**Goal**: Arrange every line of the items below as a Markdown table with two columns, "Row" for the row number and "Line" for the line itself, leaving out blank lines.

**Dataset excerpts**:
· · · · ·

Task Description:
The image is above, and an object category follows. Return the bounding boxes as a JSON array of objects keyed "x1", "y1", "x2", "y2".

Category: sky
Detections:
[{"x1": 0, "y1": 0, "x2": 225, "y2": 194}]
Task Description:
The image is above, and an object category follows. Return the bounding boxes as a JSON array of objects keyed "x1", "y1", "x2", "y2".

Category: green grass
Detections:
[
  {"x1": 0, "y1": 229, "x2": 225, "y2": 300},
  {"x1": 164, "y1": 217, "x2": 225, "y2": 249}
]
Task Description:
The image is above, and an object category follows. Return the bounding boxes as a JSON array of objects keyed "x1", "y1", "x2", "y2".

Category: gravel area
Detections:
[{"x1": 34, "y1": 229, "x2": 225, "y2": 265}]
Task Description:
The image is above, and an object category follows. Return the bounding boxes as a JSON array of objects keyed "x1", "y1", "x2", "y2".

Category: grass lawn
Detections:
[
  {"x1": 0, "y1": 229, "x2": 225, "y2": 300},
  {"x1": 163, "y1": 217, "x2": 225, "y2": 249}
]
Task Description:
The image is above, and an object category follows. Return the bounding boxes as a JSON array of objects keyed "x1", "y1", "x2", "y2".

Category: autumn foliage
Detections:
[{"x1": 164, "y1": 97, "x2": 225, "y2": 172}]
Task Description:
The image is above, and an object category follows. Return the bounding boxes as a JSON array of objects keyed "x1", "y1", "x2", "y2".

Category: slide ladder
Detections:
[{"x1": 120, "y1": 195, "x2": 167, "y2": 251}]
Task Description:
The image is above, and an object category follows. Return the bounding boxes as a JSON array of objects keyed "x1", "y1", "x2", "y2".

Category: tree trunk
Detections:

· · · · ·

**Answer for this exercise**:
| Row | Line |
|---|---|
| 1 | Task Description: |
| 2 | The image is above, and an object category follows. Return the bounding boxes as a JSON array of objects keyed "x1", "y1", "x2", "y2". |
| 3 | Category: sky |
| 4 | Detections: |
| 5 | [{"x1": 0, "y1": 0, "x2": 225, "y2": 194}] |
| 6 | Task Description: |
| 7 | The image is above, and an object category follows. Return the bounding boxes as a JSON array of objects keyed "x1", "y1", "x2", "y2". |
| 8 | Category: green grass |
| 9 | Detections: |
| 10 | [ |
| 11 |   {"x1": 0, "y1": 229, "x2": 225, "y2": 300}, |
| 12 |   {"x1": 164, "y1": 217, "x2": 225, "y2": 249} |
| 13 | ] |
| 14 | Task Description: |
| 15 | The image is above, and an object category follows. Return the bounding boxes as a JSON array of objects keyed "x1", "y1", "x2", "y2". |
| 16 | Category: gravel area |
| 17 | Detections: |
| 18 | [{"x1": 34, "y1": 229, "x2": 225, "y2": 265}] |
| 19 | Task Description: |
| 20 | The image is above, and an object category follows. Return the bounding boxes as a JSON array of objects keyed "x1", "y1", "x2", "y2". |
| 21 | Category: grass lawn |
| 22 | Detections: |
| 23 | [ |
| 24 |   {"x1": 0, "y1": 229, "x2": 225, "y2": 300}, |
| 25 |   {"x1": 163, "y1": 217, "x2": 225, "y2": 249} |
| 26 | ] |
| 27 | Task Description: |
| 28 | The image is above, and an object category follows. Return the bounding boxes as a JSON array of objects keyed "x1", "y1", "x2", "y2". |
| 29 | Category: autumn foliage |
| 30 | Detections: |
| 31 | [{"x1": 164, "y1": 97, "x2": 225, "y2": 172}] |
| 32 | Task Description: |
| 33 | The image is above, and an object category follows. Return the bounding boxes as a JSON array of objects keyed "x1", "y1", "x2", "y2". |
| 34 | Category: slide ladder |
| 35 | Detections: |
| 36 | [{"x1": 120, "y1": 195, "x2": 167, "y2": 251}] |
| 37 | Task Description: |
| 38 | The image is above, and an object category follows. Return the bounding boxes as a JSON array of objects keyed "x1", "y1", "x2", "y2". |
| 39 | Category: tree trunk |
| 40 | Detections: |